> _What to work on_: Print the lines of the data below word for word, starting with the line that contains "Return one point per instance of the person" and going on through the end of the data.

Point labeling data
■ ■ ■ ■ ■

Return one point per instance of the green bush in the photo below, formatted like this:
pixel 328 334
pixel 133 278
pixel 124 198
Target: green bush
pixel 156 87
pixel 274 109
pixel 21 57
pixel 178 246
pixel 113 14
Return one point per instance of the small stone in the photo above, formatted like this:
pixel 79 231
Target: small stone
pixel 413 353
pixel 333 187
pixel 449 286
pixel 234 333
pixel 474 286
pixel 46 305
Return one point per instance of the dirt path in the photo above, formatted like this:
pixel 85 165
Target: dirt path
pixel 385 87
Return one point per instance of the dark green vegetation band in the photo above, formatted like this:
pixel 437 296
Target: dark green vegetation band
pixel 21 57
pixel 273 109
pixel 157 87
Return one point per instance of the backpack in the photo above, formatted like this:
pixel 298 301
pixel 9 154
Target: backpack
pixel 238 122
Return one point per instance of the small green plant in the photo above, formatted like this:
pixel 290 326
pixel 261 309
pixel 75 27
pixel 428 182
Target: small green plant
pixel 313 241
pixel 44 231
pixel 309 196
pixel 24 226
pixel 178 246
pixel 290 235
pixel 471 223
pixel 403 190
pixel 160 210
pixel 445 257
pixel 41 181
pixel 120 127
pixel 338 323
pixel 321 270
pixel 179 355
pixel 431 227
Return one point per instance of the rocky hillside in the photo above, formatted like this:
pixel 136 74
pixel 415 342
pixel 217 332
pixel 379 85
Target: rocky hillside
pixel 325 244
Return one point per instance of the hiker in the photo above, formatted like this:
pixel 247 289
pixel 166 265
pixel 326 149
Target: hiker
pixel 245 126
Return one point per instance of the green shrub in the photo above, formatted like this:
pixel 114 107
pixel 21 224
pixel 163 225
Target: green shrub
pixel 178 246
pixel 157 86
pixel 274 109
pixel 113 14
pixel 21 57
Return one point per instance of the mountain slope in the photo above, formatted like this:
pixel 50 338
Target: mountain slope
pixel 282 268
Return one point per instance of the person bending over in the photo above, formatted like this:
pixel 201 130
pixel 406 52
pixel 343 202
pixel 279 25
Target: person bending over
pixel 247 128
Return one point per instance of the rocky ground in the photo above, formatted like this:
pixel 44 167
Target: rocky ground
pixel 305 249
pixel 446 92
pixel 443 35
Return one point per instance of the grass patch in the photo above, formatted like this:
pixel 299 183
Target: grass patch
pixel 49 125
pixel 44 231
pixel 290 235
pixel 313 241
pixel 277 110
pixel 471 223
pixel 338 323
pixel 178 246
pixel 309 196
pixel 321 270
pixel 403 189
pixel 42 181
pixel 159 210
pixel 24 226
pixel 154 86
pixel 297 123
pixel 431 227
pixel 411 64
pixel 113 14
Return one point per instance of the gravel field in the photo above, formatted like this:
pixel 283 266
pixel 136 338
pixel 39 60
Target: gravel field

■ ■ ■ ■ ■

> _Task solution_:
Return one point per instance of the person bending over in the photo above, formatted like this:
pixel 201 130
pixel 406 52
pixel 343 202
pixel 279 25
Target: person bending over
pixel 247 128
Return one point per instance of the rocky ground in the photo above, formatted like this:
pixel 44 167
Target: rocky ground
pixel 305 249
pixel 446 92
pixel 443 35
Return one point per instance of the grass patch in the photo above, formatted like this:
pixel 299 183
Target: grass patch
pixel 49 125
pixel 44 231
pixel 290 235
pixel 313 241
pixel 277 110
pixel 471 223
pixel 338 323
pixel 178 246
pixel 309 196
pixel 321 270
pixel 403 189
pixel 42 181
pixel 159 210
pixel 24 226
pixel 154 86
pixel 297 123
pixel 431 227
pixel 411 64
pixel 113 14
Return one point per instance of the gravel field in the photo above, formatted like this:
pixel 283 266
pixel 136 338
pixel 39 60
Target: gravel field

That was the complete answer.